-- The input start --

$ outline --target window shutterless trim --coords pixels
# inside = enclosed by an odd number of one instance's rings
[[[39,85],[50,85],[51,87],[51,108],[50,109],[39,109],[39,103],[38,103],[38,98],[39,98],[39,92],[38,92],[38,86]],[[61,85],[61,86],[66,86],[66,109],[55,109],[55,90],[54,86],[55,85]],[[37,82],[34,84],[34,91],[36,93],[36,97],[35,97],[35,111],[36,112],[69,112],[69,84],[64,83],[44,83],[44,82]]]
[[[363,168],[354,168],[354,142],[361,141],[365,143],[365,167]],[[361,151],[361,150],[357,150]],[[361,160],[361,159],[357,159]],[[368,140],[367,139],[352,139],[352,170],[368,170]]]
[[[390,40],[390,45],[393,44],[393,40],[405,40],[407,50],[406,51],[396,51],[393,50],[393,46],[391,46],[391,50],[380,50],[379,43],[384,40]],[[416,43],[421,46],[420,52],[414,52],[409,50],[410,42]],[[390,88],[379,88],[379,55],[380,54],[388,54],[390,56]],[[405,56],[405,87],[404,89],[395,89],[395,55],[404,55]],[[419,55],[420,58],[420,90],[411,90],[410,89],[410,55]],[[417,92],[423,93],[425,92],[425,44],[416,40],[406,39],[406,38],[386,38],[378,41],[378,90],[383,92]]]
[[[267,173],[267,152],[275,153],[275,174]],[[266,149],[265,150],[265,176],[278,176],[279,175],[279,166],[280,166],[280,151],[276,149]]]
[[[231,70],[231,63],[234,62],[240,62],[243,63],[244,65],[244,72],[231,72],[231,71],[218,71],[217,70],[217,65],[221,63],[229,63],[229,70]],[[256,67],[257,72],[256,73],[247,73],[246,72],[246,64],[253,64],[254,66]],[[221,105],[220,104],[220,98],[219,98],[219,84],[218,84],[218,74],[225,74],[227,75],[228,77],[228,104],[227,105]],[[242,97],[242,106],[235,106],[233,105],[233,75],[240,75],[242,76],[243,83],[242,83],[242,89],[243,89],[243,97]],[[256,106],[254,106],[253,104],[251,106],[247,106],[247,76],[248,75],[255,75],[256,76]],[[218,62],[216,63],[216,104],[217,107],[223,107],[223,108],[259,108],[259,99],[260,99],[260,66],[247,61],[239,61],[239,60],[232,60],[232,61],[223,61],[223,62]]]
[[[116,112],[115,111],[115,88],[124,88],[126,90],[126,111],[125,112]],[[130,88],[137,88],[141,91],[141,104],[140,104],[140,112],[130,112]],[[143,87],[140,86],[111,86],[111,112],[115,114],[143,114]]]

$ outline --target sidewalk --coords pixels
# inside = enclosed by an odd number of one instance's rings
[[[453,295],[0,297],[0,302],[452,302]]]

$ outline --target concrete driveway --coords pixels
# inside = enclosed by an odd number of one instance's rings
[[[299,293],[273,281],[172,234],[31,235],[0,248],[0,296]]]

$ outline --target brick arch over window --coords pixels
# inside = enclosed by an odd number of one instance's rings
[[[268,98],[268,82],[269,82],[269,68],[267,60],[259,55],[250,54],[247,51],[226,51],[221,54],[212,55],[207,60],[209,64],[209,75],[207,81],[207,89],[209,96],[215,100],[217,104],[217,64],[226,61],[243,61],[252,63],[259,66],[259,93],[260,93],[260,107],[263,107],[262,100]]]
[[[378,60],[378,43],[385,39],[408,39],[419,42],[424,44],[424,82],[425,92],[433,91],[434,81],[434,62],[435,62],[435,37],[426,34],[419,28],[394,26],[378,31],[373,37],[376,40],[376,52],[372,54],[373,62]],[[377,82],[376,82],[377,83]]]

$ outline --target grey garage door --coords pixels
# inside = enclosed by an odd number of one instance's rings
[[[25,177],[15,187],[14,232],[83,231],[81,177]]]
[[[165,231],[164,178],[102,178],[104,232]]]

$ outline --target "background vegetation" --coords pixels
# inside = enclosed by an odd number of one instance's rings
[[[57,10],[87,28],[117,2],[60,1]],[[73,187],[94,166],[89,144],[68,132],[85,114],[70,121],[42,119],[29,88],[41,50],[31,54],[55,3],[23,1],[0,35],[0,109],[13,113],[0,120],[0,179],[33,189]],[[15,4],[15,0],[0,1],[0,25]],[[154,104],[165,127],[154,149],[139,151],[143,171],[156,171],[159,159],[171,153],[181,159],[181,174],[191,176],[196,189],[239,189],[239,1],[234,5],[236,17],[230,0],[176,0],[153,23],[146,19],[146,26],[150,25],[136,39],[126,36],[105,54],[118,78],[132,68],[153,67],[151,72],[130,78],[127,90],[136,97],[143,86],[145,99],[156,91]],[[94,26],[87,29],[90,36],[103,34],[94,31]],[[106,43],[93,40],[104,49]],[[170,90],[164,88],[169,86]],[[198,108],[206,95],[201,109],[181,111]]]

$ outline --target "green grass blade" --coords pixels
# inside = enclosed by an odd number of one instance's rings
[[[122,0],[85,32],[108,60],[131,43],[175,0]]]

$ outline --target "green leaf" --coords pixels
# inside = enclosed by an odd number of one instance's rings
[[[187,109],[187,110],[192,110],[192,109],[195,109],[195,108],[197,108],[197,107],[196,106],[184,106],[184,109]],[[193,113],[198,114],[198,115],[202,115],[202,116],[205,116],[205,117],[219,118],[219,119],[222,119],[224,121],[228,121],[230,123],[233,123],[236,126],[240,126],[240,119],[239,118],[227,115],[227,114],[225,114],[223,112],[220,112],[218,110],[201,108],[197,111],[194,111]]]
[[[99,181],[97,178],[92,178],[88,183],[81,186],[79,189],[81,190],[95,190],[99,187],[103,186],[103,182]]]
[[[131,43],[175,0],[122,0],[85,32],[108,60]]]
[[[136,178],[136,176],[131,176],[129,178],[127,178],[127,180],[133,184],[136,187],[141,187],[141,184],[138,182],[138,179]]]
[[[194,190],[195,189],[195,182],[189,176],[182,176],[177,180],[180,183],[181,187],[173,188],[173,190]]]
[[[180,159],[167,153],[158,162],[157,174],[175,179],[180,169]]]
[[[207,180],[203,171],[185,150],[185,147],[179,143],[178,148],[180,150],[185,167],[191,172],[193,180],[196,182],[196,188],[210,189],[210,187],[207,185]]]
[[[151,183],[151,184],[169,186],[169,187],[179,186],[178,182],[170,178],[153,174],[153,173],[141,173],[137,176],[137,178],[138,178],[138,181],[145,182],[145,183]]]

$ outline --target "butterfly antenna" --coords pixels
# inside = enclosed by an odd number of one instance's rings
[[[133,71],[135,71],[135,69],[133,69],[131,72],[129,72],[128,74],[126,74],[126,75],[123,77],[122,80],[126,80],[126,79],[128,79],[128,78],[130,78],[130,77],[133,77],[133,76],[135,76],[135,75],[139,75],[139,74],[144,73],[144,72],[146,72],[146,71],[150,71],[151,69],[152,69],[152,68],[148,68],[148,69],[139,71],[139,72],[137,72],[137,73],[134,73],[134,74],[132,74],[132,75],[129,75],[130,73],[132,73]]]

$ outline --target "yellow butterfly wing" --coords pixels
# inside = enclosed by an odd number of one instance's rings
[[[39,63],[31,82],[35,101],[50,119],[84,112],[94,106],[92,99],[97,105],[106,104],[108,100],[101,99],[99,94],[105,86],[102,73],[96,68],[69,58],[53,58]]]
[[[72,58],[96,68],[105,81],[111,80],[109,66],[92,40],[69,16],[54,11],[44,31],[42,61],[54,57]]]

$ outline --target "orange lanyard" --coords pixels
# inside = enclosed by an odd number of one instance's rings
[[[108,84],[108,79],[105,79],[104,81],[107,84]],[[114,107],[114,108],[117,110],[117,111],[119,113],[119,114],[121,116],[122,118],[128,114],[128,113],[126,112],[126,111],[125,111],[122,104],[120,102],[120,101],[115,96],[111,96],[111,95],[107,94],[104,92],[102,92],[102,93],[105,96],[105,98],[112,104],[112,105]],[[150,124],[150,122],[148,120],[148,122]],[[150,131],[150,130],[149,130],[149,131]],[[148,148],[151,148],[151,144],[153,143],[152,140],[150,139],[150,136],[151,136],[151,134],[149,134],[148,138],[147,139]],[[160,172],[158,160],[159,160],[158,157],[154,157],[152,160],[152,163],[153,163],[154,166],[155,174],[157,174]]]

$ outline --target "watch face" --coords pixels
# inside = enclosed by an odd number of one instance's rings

-- The input end --

Substitute "paved" for "concrete" in the lines between the one holding "driveway --coords pixels" and the one holding "[[[299,293],[273,281],[172,234],[31,235],[0,248],[0,296]]]", inclusive, and give back only those lines with nothing else changed.

*Response:*
$ outline --target paved driveway --coords pixels
# inside = enclosed by an odd number of one instance's rings
[[[299,293],[273,281],[172,234],[31,235],[0,248],[0,296]]]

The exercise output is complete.